Poetry Collections SpotlightPublished 27/04/2023
To join in today’s nationwide celebration of poetry, on this Poetry Day Ireland 2023, we’ve done our own little round-up of just some of the great poetry collections from this island that have just been released, or are coming very soon, and all are brimming with a wonderful selection of poems to enjoy.
Nightlight is the long-awaited first collection by Mark Ward; a journey through a city and a reaching towards whatever light can be found; be that in a sex club, with a board game, a new friendship or a changing relationship. Throughout this journey, Ward feels his way back to touchstones of queer history as well as trying to make himself at home in his surroundings and his increasingly rebellious brain. These poems, deeply attuned to craft and form, mark the arrival of a fearless new voice in Irish poetry addressing sexuality, mental health, and the intricacies of relationships with a fresh eye and fierce command
Published by Salmon Poetry in February 2023. Available here
The Book of Trivialities, written by celebrated Iraqi poet Majed Mujed and translated by award-winning translator Kareem James Abu-Zeid, is a series of evocative vignettes traversing the fraught landscapes of beauty, longing and resistance in a country at war. Originally written in the poet’s native Arabic, the book has now been beautifully rendered into English. Intricately fusing political and personal histories, these powerful lyric verses speak to the universal, undying quest for freedom that knows no borders or bounds. A profound, powerful sequence of verse from a poet who once lived through the heart of a revolution and now lives for the revolutionary heart of love. A unique bilingual book which reflects the collaborative and creative process of writers and translators working across cultures. The Book of Trivialities is the third of the Solstice Stories, an innovative series designed to celebrate the small, the brilliant, and the beautiful.

▶ [RECORD EXTRACTS]:
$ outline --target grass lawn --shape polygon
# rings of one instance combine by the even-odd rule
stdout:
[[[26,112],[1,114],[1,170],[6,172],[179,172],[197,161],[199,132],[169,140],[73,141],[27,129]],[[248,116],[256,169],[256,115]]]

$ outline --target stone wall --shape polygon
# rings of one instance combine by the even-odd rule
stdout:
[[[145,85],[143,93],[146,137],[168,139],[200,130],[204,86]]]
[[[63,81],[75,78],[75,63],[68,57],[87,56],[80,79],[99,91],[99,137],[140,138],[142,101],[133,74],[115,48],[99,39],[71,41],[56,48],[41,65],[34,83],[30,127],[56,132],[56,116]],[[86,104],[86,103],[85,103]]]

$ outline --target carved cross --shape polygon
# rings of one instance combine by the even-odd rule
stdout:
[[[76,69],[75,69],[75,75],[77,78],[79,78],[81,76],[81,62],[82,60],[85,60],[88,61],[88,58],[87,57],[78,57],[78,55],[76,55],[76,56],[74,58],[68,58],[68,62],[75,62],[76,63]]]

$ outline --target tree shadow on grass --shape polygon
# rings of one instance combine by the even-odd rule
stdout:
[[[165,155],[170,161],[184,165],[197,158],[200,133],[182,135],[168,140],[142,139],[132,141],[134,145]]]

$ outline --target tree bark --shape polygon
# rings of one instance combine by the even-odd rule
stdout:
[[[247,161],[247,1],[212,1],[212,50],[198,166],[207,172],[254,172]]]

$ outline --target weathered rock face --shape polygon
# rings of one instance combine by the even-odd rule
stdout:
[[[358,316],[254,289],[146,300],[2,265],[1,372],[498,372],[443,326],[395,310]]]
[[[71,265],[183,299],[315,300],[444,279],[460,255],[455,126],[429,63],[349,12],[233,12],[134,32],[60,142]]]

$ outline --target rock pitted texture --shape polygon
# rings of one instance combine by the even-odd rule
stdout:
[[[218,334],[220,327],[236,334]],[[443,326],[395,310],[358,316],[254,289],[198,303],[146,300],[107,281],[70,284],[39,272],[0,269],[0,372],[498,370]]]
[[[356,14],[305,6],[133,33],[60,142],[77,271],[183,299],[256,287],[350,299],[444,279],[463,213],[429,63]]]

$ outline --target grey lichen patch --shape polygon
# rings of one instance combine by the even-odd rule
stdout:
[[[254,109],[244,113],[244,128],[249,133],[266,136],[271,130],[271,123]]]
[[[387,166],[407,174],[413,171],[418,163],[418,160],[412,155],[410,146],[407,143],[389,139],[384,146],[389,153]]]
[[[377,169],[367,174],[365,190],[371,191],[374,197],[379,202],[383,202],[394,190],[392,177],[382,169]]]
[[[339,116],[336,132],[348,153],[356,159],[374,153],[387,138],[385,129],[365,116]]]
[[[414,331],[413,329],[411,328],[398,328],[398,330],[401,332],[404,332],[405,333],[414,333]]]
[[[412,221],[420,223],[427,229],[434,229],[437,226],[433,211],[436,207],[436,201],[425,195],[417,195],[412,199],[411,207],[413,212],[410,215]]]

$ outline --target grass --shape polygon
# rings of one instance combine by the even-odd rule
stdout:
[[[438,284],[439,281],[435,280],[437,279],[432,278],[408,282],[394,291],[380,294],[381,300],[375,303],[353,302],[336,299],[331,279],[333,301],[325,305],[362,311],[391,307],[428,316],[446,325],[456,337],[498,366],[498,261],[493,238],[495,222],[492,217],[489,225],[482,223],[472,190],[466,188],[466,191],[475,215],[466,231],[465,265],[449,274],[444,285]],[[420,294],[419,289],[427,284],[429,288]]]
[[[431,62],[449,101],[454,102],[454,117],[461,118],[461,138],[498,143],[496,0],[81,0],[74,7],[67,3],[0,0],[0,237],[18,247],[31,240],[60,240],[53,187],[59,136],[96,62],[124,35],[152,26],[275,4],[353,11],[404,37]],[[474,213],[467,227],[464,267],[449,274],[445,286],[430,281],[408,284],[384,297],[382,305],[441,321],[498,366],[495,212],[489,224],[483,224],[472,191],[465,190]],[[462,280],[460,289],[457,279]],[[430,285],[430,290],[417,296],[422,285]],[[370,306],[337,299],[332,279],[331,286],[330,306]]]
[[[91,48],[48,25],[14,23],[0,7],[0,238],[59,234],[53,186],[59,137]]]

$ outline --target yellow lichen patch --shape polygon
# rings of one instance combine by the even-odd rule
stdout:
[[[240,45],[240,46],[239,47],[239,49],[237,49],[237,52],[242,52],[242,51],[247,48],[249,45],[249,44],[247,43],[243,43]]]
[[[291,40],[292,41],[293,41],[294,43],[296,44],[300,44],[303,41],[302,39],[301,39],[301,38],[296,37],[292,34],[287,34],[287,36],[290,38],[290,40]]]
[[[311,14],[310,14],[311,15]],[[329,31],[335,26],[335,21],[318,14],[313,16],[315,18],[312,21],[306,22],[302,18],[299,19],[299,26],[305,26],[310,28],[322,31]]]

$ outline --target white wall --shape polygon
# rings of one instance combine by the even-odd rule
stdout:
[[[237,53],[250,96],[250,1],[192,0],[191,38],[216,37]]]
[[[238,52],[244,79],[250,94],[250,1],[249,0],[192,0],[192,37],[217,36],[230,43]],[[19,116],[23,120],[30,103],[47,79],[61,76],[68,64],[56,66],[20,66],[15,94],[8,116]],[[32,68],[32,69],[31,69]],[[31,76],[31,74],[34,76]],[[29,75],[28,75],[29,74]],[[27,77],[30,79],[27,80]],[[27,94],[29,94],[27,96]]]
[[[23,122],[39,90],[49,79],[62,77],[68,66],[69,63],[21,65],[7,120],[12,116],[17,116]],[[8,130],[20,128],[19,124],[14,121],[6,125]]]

* * *

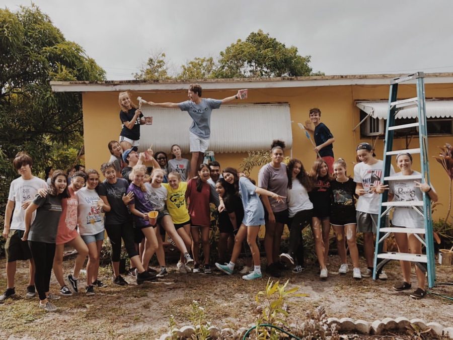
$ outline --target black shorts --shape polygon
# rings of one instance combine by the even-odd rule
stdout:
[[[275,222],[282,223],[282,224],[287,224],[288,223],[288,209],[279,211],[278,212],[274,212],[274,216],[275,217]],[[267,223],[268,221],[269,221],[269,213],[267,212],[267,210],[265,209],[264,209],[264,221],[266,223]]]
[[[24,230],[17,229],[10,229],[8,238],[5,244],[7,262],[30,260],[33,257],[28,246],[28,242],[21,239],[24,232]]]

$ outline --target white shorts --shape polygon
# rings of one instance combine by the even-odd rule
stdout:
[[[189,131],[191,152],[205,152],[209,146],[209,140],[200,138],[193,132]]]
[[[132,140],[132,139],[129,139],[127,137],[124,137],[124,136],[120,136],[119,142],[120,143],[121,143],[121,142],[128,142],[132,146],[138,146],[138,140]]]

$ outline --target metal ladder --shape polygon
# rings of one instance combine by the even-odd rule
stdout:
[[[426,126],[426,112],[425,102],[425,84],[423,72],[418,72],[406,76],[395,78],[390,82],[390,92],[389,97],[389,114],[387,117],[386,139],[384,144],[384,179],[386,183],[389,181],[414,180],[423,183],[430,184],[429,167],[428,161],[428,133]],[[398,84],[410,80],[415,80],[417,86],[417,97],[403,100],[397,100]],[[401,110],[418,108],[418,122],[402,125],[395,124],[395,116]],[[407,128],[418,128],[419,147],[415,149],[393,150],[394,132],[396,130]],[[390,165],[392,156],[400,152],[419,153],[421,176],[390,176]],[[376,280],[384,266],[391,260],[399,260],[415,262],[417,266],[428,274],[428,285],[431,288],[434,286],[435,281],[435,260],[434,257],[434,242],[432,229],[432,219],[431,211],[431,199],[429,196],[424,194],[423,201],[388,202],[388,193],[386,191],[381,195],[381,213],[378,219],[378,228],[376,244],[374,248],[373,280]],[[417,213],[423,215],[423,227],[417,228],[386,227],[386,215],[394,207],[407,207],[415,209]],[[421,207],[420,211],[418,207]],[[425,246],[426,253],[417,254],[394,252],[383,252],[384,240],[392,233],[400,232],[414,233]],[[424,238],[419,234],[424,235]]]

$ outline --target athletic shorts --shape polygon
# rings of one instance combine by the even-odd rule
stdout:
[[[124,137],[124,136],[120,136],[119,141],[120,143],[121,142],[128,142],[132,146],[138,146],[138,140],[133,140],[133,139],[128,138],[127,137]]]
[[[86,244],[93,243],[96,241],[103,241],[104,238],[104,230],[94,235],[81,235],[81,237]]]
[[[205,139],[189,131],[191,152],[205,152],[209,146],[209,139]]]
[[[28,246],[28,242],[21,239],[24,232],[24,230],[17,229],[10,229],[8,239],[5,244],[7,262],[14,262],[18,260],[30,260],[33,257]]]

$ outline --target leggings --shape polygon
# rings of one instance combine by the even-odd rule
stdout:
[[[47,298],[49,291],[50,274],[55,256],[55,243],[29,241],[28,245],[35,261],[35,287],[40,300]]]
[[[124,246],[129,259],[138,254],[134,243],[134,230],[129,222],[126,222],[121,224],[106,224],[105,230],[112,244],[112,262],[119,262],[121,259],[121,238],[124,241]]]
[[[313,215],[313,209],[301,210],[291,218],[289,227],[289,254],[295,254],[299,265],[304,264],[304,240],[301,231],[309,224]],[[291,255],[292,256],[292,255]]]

* * *

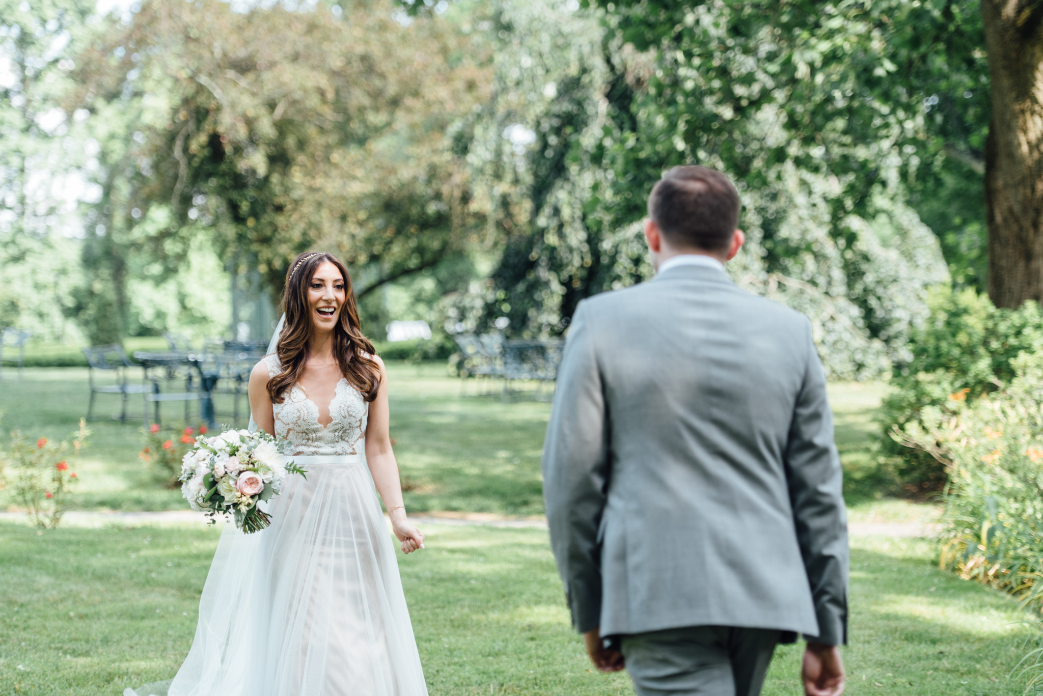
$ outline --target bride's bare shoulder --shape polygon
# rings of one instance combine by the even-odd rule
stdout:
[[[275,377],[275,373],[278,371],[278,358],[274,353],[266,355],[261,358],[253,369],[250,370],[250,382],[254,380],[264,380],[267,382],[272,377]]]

▶ [QUESTIONS]:
1. Answer these questions from the poetry round-up:
(a) Which press published Nightlight, and in what month and year?
(b) Who translated The Book of Trivialities into English?
(c) What position does The Book of Trivialities hold in the Solstice Stories series?
2. Return the passage of the poetry round-up between "Poetry Collections SpotlightPublished" and "poems to enjoy.", inclusive, without any changes.
The rows are not needed for this work.

▶ [SOLUTIONS BY TASK]:
1.
(a) Salmon Poetry, February 2023
(b) Kareem James Abu-Zeid
(c) It is the third.

2.
Poetry Collections SpotlightPublished 27/04/2023
To join in today’s nationwide celebration of poetry, on this Poetry Day Ireland 2023, we’ve done our own little round-up of just some of the great poetry collections from this island that have just been released, or are coming very soon, and all are brimming with a wonderful selection of poems to enjoy.